Intervention de Catherine Pernette

Réunion du 29 octobre 2013 à 17h30
Commission d'enquête relative aux causes du projet de fermeture de l'usine goodyear d'amiens-nord, et à ses conséquences économiques, sociales et environnementales et aux enseignements liés au caractère représentatif qu'on peut tirer de ce cas

Catherine Pernette, directrice régionale adjointe, responsable de l'unité territoriale de la Somme à la Direction régionale des entreprises, de la concurrence, de la consommation, du travail et de l'emploi, DIRECCTE :

Mon propos introductif se déroulera en deux temps. Je commencerai par vous rappeler le cadre juridique d'intervention des services de la DIRECCTE, puis je vous présenterai les principales interventions de nos services depuis deux ans, puisque j'ai pris mes fonctions en tant que responsable de l'unité territoriale de la Somme le 15 décembre 2011.

La DIRRECTE dispose d'un large éventail de missions puisque celles-ci consistent à accompagner le développement des entreprises, agir contre le chômage et les exclusions – le taux de chômage est particulièrement élevé dans la Somme –, garantir les droits des salariés et soutenir le dialogue social, et enfin assurer la loyauté des marchés et la sécurité des consommateurs.

La DIRRECTE de Picardie est organisée autour de trois pôles : le pôle 3E – entreprise, emploi, économie – le pôle C – concurrence, consommation, répression des fraudes et métrologie – et le pôle T – politique du travail.

Le pôle 3E a trait au développement des entreprises, de l'emploi et des compétences. Il s'agit pour notre administration de soutenir la création et le développement des entreprises de tous secteurs et de toutes tailles, par le biais de l'innovation, de la structuration de filière – ce que nous faisons actuellement pour l'automobile – de promouvoir le développement de l'international dans les TPE, les PME et les pépites – entreprises remarquables du département. Notre mission consiste également à contribuer au développement des territoires, par le biais de la gestion prévisionnelle des emplois et des compétences (GPEC) au niveau régional, à parfaire notre connaissance du tissu économique en vue d'anticiper les mutations économiques, dans une approche filière et territoire – ce que nous faisons dans les bassins d'Abbeville, de l'Amiénois et de Péronne. Notre mission nous amène par ailleurs à enregistrer et contrôler les organismes de formation professionnelle et à gérer les fonds européens.

DONNÉES FOURNIES »

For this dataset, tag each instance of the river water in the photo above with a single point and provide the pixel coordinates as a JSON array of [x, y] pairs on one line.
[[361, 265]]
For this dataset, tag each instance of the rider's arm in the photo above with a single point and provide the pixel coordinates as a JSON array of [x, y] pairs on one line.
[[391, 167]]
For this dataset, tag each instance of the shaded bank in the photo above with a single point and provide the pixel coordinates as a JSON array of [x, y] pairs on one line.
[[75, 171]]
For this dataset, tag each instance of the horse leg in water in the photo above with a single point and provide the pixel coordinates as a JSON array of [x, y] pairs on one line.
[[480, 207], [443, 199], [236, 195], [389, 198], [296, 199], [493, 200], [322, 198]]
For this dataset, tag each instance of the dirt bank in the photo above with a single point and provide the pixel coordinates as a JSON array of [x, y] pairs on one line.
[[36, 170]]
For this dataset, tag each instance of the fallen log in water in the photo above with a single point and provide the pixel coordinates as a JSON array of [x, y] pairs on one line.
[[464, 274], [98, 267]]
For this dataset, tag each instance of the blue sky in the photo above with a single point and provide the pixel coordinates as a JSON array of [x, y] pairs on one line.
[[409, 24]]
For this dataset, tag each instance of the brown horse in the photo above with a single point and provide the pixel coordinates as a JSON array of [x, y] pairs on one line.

SÉRIE D'EXERCICES »
(a) Reproduisez le passage de l'extrait choisi qui commence par « La DIRRECTE dispose » et se poursuit jusqu'à « sécurité des consommateurs. ».
(b) Répondez à ces questions sur l'extrait choisi :
(i) À quelle date Catherine Pernette a-t-elle pris ses fonctions de responsable de l'unité territoriale de la Somme ?
(ii) De quel domaine relève le pôle T ?
(iii) Dans quels bassins mène-t-on l'approche filière et territoire ?

RÉPONSES »
(a)
La DIRRECTE dispose d'un large éventail de missions puisque celles-ci consistent à accompagner le développement des entreprises, agir contre le chômage et les exclusions – le taux de chômage est particulièrement élevé dans la Somme –, garantir les droits des salariés et soutenir le dialogue social, et enfin assurer la loyauté des marchés et la sécurité des consommateurs.

(b)
(i) Le 15 décembre 2011.
(ii) De la politique du travail.
(iii) Dans les bassins d'Abbeville, de l'Amiénois et de Péronne.